SOURCE:

>>

Annie suffered a handicap in her youth — she was very hard of hearing. Sources vary on the time frame and actual cause, although it is sometimes attributed to scarlet fever which is said that she contracted while at college. Some people claim Annie’s hearing loss made it difficult for her to socialize, which would explain why she was so focused on her work and perhaps why she never married or have children. But she could have also been an introvert and hard worker.

Annie attended Wellesley College where she pursued physics, astronomy, and even how to make spectroscopic measurements. She graduated from Wellesley College in 1884.

Studying Photography

After graduation she returned home to Delaware. For the next 10 years she would study photography. Kate goes into a brief history of photography in this week’s episode.

<<

INFORMATION SHOWN:

>>

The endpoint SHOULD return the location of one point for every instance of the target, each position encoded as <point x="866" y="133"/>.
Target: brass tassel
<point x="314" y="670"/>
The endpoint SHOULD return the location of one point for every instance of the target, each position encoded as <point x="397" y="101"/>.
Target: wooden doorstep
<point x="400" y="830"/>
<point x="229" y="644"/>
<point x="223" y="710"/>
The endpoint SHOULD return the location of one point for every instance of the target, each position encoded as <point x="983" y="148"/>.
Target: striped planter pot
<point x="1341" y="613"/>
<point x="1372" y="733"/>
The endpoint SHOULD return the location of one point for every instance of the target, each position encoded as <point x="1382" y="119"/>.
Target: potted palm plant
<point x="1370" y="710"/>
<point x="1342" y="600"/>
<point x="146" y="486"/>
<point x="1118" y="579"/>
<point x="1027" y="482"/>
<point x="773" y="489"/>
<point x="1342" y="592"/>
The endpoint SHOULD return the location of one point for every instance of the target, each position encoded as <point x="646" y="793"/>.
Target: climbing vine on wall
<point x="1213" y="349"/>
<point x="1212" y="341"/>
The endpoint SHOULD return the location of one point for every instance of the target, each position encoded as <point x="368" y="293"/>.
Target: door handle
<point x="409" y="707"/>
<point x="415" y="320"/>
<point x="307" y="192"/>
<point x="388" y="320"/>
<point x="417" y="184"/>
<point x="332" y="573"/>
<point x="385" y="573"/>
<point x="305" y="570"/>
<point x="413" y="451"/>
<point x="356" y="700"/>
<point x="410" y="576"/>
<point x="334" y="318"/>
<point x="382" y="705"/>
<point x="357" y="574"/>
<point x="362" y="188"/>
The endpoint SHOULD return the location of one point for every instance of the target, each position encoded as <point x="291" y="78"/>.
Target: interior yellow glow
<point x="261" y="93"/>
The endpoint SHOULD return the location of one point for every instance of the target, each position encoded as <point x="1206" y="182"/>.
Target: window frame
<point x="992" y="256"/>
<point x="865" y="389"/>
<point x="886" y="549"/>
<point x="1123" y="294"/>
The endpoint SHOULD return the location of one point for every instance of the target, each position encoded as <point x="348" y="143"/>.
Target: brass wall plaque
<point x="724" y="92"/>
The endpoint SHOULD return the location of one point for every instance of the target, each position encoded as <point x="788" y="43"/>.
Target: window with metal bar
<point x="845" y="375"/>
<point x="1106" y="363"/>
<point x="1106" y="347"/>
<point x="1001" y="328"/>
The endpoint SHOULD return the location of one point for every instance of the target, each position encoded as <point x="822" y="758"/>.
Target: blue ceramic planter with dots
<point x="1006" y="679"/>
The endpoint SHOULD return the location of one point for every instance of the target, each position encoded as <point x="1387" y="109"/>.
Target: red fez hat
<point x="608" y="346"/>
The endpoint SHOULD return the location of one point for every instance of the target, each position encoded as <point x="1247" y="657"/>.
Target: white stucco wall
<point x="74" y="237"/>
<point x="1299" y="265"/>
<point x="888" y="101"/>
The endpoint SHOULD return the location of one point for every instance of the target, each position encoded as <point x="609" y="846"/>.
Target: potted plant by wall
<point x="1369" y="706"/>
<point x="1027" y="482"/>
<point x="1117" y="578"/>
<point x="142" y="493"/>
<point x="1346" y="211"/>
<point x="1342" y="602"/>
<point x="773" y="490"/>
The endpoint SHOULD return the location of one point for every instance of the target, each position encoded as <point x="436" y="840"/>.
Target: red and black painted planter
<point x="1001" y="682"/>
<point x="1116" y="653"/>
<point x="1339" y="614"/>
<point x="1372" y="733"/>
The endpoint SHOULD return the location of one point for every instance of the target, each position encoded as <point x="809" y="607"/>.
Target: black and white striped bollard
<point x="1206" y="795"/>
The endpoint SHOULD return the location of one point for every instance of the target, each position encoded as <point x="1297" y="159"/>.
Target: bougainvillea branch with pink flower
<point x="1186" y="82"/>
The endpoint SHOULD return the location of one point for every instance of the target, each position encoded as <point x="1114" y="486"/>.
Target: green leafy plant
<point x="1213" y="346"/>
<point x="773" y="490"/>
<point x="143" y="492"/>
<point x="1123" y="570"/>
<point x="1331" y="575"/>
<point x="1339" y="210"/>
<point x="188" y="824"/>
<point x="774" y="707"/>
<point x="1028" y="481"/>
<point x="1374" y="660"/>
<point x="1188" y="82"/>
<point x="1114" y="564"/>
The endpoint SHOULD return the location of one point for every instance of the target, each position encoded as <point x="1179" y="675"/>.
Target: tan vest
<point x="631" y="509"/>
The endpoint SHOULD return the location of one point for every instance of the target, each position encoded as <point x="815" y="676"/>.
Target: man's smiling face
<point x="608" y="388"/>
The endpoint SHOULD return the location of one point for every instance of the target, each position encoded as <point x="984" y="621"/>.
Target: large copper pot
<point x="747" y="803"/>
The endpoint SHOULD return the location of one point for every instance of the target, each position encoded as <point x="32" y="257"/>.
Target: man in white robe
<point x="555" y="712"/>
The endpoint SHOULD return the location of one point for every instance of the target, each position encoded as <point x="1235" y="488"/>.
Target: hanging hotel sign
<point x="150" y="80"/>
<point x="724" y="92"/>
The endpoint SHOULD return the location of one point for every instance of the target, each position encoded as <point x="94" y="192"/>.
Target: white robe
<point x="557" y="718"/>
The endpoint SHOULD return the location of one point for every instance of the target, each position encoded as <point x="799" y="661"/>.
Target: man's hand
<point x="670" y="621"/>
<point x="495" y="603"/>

<<
>>

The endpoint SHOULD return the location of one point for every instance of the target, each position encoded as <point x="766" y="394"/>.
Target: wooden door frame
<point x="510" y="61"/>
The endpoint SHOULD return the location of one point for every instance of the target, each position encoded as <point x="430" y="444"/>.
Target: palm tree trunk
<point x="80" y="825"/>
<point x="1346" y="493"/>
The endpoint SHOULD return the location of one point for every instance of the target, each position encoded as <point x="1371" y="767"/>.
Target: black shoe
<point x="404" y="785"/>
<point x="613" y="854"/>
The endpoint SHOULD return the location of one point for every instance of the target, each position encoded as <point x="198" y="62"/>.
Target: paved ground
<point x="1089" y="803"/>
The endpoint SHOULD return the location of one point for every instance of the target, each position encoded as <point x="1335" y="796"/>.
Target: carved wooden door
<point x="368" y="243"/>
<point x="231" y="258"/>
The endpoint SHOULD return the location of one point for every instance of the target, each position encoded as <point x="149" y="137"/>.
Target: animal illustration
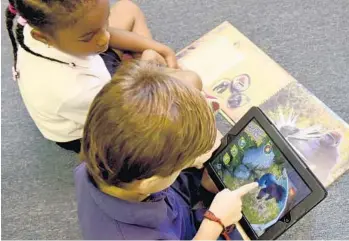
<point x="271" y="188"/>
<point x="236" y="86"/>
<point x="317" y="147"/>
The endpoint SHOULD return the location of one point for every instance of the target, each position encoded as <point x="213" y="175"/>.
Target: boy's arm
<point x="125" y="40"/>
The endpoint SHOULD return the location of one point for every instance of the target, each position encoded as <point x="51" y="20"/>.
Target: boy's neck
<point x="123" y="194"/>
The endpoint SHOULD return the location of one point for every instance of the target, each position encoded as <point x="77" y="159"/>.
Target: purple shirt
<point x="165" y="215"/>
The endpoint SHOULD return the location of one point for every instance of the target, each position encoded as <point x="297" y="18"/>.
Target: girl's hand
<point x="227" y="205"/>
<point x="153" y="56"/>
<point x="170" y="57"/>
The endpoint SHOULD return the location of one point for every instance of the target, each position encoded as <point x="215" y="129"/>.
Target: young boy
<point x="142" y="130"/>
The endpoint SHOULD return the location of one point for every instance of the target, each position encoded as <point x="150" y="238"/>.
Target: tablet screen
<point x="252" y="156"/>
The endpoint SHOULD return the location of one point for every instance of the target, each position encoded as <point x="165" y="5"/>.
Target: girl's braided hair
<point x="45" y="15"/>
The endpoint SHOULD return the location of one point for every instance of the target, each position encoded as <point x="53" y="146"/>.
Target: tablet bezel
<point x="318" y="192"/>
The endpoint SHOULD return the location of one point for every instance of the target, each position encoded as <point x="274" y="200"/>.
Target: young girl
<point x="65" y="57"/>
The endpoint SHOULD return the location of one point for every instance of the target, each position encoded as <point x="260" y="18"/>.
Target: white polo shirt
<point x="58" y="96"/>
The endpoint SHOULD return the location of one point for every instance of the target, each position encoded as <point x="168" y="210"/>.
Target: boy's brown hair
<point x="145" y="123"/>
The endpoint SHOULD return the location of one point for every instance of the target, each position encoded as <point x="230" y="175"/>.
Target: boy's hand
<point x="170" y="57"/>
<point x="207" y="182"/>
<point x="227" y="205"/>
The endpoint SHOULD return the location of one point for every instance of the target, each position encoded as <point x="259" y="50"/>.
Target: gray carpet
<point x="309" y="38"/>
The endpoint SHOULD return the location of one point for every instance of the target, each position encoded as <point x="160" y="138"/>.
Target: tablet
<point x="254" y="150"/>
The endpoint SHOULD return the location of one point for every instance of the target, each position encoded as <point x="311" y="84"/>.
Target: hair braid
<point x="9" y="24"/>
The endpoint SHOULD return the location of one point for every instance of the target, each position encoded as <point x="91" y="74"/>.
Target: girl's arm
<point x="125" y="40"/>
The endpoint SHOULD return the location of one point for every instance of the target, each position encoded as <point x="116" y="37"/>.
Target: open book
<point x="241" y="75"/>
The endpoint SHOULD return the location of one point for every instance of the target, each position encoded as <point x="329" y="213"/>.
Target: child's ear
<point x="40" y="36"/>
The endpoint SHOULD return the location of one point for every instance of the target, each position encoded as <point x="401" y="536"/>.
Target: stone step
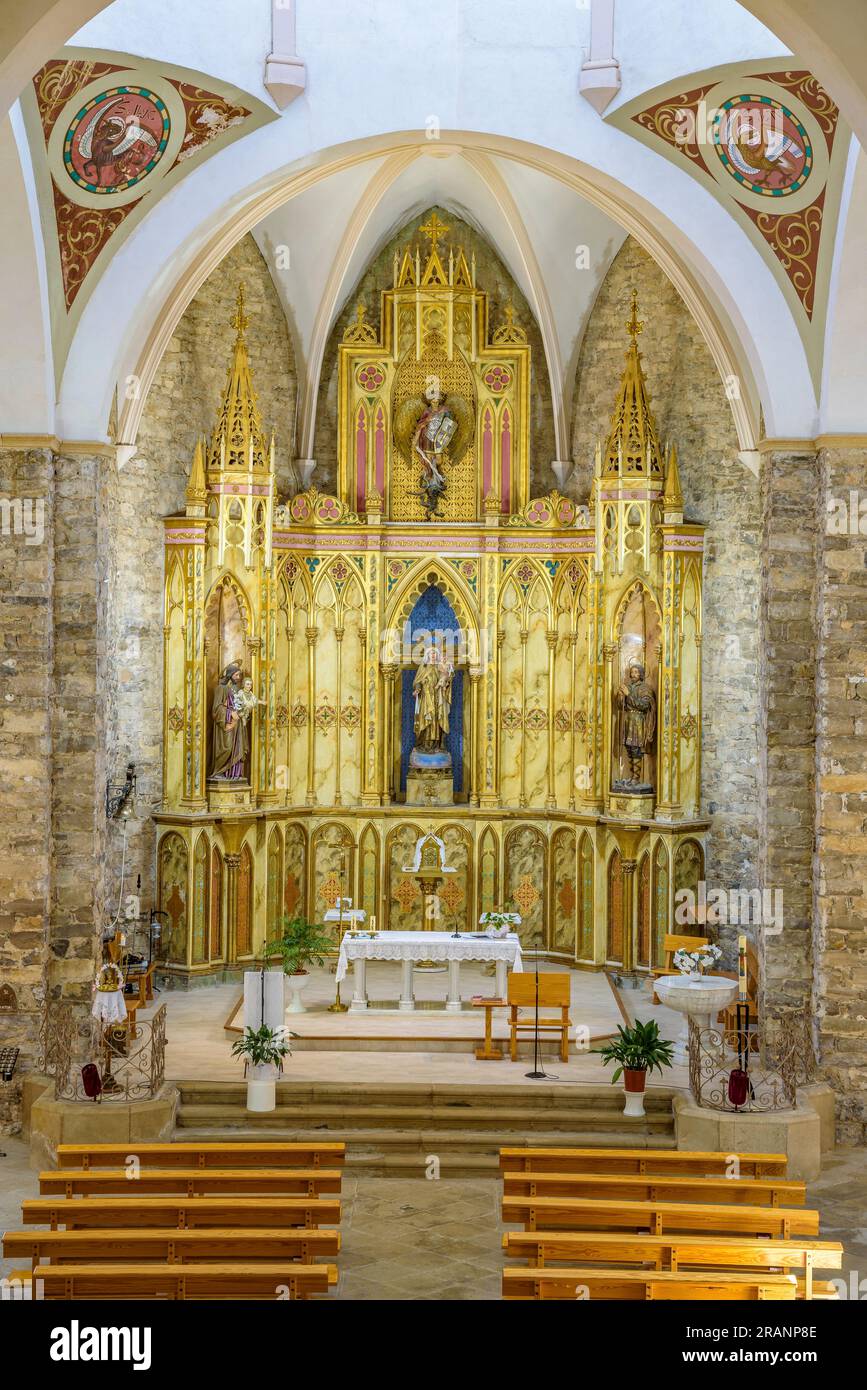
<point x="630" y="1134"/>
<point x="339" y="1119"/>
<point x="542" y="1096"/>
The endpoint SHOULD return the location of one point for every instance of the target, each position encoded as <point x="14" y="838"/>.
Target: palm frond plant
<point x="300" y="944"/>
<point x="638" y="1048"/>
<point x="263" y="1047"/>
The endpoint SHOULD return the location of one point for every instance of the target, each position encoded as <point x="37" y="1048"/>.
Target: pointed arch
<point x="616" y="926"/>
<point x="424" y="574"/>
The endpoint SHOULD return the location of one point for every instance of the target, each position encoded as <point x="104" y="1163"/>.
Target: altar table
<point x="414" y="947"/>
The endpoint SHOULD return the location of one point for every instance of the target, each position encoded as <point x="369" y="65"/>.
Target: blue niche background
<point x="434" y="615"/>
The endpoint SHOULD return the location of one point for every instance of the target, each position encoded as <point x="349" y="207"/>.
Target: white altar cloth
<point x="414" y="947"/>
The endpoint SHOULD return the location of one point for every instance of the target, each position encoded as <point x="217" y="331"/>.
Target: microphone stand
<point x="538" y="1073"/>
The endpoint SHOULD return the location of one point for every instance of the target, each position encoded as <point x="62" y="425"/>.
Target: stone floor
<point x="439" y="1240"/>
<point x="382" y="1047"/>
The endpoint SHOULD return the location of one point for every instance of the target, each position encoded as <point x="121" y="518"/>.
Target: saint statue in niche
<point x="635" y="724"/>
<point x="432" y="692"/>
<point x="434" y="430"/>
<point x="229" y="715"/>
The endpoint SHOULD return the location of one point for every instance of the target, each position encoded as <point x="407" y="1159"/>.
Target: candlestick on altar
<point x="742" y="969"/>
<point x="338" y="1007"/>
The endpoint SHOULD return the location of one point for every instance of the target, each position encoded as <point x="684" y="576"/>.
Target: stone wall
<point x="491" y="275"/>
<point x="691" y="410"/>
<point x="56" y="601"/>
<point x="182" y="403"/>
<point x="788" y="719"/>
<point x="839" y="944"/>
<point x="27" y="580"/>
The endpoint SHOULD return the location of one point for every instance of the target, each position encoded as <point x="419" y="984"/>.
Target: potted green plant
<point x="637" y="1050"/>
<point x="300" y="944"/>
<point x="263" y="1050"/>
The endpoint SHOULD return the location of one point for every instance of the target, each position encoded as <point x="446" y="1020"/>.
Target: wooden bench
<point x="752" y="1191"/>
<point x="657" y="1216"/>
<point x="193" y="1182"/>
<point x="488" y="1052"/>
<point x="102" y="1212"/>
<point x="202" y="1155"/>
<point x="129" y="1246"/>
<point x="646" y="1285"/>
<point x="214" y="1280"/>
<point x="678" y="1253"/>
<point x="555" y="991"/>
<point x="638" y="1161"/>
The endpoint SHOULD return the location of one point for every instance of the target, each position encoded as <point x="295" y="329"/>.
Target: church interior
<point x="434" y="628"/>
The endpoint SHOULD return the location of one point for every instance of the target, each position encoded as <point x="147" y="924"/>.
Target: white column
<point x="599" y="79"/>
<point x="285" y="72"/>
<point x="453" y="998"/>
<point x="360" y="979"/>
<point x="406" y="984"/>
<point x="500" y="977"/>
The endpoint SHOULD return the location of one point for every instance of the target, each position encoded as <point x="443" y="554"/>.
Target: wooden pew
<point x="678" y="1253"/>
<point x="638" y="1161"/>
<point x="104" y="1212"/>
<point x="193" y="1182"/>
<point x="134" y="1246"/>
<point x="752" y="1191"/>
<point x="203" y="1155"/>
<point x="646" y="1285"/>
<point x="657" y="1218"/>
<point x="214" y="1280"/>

<<

SET TASK:
Answer these from the text about Annie:
(a) What handicap did Annie have in her youth?
(b) In what year did she graduate from Wellesley College?
(c) To which state did she return after graduation?
Work from the text about Annie alone.

RESPONSE BELOW:
(a) She was very hard of hearing.
(b) 1884
(c) Delaware